50. La tercera, que el apasionado no use sólo de un objeto contrapesante, sino de muchos y diferentes, haciendo con el estudio expresado arriba que todos se vayan presentando a la imaginación, al punto que piensa en el objeto amado. Esto por tres razones. La primera, porque muchos tienen más fuerza que uno: Plura collecta juvant, quae singula non possunt. La segunda, porque según la varia disposición del sujeto, una vez hace mayor impresión un   —428→   objeto; otra vez, otro. La tercera, porque aun prescindiendo de la impresión que hacen, aprovecha dividir la atención entre muchos objetos, pues de este modo toca menos parte de ella al que causa la pasión.

> **MATERIAL PROPORCIONADO**
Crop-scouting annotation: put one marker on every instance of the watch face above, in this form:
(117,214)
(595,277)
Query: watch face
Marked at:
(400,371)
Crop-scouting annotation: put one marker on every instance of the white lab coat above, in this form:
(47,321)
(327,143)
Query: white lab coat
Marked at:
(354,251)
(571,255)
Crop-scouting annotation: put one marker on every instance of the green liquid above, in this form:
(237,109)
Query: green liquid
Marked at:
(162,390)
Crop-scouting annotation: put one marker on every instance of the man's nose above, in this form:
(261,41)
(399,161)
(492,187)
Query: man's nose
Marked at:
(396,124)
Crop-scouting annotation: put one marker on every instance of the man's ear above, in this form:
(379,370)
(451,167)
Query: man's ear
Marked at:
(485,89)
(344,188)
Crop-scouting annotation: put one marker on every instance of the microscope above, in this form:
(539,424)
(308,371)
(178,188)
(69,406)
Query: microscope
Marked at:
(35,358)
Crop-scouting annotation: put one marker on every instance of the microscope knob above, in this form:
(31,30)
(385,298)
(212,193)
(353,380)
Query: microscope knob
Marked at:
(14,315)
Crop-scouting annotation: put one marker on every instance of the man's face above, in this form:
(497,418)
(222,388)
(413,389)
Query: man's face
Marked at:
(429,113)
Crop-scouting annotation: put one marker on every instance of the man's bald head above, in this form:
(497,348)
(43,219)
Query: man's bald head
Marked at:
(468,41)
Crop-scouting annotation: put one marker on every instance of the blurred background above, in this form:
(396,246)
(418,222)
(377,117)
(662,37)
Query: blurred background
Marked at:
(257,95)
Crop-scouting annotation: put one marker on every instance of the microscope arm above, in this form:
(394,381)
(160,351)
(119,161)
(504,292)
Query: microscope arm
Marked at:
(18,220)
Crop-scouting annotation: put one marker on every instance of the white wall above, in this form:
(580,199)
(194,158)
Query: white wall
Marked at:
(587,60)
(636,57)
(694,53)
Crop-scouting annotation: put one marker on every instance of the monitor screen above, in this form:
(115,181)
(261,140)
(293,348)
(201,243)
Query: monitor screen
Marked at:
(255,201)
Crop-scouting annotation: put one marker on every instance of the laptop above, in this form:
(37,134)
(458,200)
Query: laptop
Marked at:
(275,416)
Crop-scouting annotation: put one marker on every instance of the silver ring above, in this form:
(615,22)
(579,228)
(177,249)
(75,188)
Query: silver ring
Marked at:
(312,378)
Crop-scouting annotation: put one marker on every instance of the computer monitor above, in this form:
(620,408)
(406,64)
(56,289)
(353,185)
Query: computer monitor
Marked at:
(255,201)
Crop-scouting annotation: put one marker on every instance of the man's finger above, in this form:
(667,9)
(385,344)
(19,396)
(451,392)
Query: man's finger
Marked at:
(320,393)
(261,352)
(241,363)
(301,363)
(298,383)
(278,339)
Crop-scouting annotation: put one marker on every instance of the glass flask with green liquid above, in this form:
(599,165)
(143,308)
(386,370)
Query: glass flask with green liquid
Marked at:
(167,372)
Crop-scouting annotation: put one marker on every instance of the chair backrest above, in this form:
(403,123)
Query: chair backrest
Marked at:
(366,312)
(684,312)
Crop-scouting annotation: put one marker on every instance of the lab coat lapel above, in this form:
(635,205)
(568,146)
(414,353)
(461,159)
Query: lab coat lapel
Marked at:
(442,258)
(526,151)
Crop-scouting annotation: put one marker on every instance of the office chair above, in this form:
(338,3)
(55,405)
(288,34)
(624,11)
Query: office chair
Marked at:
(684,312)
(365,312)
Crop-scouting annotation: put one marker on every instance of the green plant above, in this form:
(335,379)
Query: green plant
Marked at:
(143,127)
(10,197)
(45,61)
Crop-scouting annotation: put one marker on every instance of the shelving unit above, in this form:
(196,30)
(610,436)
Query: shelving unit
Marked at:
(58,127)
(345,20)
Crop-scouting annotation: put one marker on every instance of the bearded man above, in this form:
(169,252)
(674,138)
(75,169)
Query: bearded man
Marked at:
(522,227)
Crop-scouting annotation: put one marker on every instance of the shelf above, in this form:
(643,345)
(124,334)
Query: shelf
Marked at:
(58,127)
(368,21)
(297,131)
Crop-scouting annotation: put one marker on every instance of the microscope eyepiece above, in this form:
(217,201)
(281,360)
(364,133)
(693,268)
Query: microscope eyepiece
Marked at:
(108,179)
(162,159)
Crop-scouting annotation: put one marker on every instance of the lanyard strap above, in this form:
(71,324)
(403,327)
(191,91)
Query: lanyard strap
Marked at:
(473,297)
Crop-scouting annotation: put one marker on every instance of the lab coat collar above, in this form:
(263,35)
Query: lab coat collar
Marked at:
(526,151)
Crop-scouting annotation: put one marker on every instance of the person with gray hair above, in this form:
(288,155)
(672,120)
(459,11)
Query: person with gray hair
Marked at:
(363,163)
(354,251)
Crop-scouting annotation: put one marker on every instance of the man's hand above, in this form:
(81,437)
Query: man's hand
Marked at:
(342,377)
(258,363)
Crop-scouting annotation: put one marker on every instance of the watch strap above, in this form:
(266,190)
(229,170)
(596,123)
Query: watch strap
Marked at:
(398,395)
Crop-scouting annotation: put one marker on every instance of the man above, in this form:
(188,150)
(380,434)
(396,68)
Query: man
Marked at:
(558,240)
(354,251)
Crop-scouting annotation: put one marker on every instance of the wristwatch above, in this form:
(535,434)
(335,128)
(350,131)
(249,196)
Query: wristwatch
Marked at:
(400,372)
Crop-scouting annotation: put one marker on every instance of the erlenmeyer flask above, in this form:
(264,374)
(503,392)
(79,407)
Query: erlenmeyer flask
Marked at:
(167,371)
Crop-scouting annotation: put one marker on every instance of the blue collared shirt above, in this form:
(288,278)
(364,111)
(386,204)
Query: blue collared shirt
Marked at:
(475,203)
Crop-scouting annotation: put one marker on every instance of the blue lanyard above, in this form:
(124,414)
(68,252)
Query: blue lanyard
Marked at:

> **TRABAJO REQUERIDO**
(1) Cite el fragmento del texto de lectura comprendido entre "50. La tercera, que" y "causa la pasión.", ambos incluidos.
(2) Según el texto de lectura, ¿por qué conviene dividir la atención entre muchos objetos, aun prescindiendo de la impresión que estos hacen?
Los registros constituyen un material independiente del texto de lectura.

> **RESULTADOS EN ORDEN**
(1)
50. La tercera, que el apasionado no use sólo de un objeto contrapesante, sino de muchos y diferentes, haciendo con el estudio expresado arriba que todos se vayan presentando a la imaginación, al punto que piensa en el objeto amado. Esto por tres razones. La primera, porque muchos tienen más fuerza que uno: Plura collecta juvant, quae singula non possunt. La segunda, porque según la varia disposición del sujeto, una vez hace mayor impresión un   —428→   objeto; otra vez, otro. La tercera, porque aun prescindiendo de la impresión que hacen, aprovecha dividir la atención entre muchos objetos, pues de este modo toca menos parte de ella al que causa la pasión.

(2) Porque de este modo le toca menos parte de la atención al objeto que causa la pasión.